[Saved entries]

--- START ---

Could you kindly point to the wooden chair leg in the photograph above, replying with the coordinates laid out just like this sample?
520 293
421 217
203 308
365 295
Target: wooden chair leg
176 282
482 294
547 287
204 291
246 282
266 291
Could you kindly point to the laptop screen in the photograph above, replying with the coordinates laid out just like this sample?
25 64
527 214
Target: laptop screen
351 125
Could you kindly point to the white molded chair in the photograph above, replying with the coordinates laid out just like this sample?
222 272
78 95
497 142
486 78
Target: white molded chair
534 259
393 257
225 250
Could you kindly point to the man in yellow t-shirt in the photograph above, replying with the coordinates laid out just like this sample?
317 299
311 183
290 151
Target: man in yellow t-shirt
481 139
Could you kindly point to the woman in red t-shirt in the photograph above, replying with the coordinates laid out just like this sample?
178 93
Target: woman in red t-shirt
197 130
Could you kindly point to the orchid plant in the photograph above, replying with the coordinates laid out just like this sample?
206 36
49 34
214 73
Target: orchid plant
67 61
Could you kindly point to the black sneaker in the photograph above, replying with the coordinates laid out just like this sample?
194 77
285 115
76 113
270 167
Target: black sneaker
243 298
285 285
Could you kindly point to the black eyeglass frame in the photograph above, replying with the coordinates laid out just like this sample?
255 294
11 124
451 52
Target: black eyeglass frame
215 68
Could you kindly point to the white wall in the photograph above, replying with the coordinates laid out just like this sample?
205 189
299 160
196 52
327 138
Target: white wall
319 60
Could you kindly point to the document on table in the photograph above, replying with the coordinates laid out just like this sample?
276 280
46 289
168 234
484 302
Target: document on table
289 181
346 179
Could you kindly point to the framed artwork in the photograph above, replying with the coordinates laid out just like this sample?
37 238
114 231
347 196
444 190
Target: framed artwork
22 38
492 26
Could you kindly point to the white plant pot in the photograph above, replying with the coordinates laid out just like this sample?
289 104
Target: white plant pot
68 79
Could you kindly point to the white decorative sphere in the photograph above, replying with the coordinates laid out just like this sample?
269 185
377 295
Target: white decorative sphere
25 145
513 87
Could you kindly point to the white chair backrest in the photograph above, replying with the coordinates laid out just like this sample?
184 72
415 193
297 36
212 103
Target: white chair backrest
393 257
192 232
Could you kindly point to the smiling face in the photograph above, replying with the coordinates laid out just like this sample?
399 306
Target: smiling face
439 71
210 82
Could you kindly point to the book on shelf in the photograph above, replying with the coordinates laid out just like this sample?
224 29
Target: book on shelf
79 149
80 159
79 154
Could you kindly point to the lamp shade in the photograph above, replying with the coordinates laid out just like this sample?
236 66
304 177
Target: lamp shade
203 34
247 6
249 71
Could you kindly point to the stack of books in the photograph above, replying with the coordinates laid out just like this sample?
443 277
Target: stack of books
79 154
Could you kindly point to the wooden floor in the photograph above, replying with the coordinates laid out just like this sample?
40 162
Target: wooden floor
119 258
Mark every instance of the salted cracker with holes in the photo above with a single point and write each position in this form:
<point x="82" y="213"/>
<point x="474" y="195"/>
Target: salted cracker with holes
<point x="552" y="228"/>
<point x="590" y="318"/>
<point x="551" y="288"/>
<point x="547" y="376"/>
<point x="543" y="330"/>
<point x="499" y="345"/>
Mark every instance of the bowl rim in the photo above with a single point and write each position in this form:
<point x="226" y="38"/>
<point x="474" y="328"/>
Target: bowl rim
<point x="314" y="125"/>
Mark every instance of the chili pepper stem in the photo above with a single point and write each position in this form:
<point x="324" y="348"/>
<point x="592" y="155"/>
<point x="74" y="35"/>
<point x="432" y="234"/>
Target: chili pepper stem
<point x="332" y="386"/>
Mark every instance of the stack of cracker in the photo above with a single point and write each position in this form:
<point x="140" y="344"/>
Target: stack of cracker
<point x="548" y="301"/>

--- END ---

WHAT YOU WILL DO ▸
The records above must be retyped in full, exactly.

EXERCISE OUTPUT ▸
Could you kindly point to the wooden chair leg in the photograph above, replying with the coordinates laid out just like this sample?
520 293
421 217
203 308
365 295
Target: wooden chair leg
176 282
482 294
547 287
204 291
246 282
266 291
Could you kindly point to the laptop screen in the photograph above, replying with the coordinates laid out just like this sample?
25 64
527 214
Target: laptop screen
351 125
Could you kindly point to the white molded chair in the photograph above, replying with the coordinates laid out just like this sample?
222 272
78 95
497 142
486 78
Target: white molded chair
534 259
393 257
225 250
Could you kindly point to the man in yellow t-shirt in the photograph above, replying with the coordinates laid out just like this sample?
317 299
311 183
290 151
Target: man in yellow t-shirt
481 139
Could you kindly point to the woman in red t-shirt in the photograph above, replying with the coordinates laid out just like this sample?
178 93
Target: woman in red t-shirt
197 130
Could you kindly point to the orchid plant in the photograph above, replying with the coordinates laid out just like this sample?
206 36
49 34
214 73
Target: orchid plant
67 61
Could you kindly point to the black sneaker in the photograph above, replying with the coordinates laid out just like this sample?
194 77
285 115
76 113
270 167
Target: black sneaker
243 298
285 285
Could you kindly point to the black eyeglass frame in the photograph above, replying with the coordinates laid out just like this sample?
255 294
11 124
451 52
Target: black eyeglass frame
215 68
Could you kindly point to the white wall in the photograph above, replying with the coordinates laid out just like this sample?
205 189
299 160
196 52
327 138
Target: white wall
319 60
Could you kindly point to the document on table in the photograph above, replying with the coordinates laid out just like this sample?
276 280
46 289
168 234
484 302
Target: document on table
289 181
346 179
Could you kindly point to the framed artwork in the photograph above, replying with the coordinates laid out just like this sample?
37 238
114 231
347 196
444 190
Target: framed artwork
22 38
492 26
Could you kindly point to the white plant pot in the photograph above, replying with the coordinates laid out just like this sample?
289 104
Target: white plant pot
68 79
Could you kindly point to the white decorative sphere in the photograph above, replying with the coordinates laid out just like this sample?
269 185
377 295
Target: white decorative sphere
25 145
513 87
Could you kindly point to the white chair backrest in the photograph above, replying with the coordinates laid out just like this sample?
184 72
415 193
297 36
212 103
Target: white chair backrest
393 257
192 232
Could you kindly point to the smiling face in the photograph above, replying with the coordinates laid out just like this sample?
399 306
Target: smiling face
439 71
210 82
Could you kindly point to the book on shelf in the photograph above, replying with the coordinates laid out just like this sample?
224 29
Target: book on shelf
79 149
80 159
79 154
Could you kindly point to the lamp shade in the photograph above, replying with the coordinates laid out just like this sample?
236 66
304 177
Target: lamp shade
203 34
247 6
249 71
Could you kindly point to the stack of books in the photograph above, replying with the coordinates laid out just like this sample?
443 277
Target: stack of books
79 154
Could you kindly point to the wooden floor in the photograph above, replying with the coordinates laid out just like this sample?
40 162
Target: wooden floor
119 258
Mark every instance of the salted cracker with holes in the photo above with a single point and write each position in this form:
<point x="82" y="213"/>
<point x="474" y="195"/>
Target: salted cracker with holes
<point x="552" y="228"/>
<point x="590" y="318"/>
<point x="551" y="288"/>
<point x="547" y="376"/>
<point x="543" y="330"/>
<point x="499" y="345"/>
Mark every instance of the bowl rim in the photo above with a single point and write each position in this form:
<point x="226" y="38"/>
<point x="474" y="328"/>
Target: bowl rim
<point x="314" y="125"/>
Mark every instance of the chili pepper stem in the photo above with a single point and write each position in this form:
<point x="324" y="348"/>
<point x="592" y="155"/>
<point x="74" y="35"/>
<point x="432" y="234"/>
Target: chili pepper stem
<point x="332" y="386"/>
Mark every instance of the stack of cracker in the photo above with a single point and write each position in this form:
<point x="140" y="344"/>
Target: stack of cracker
<point x="548" y="301"/>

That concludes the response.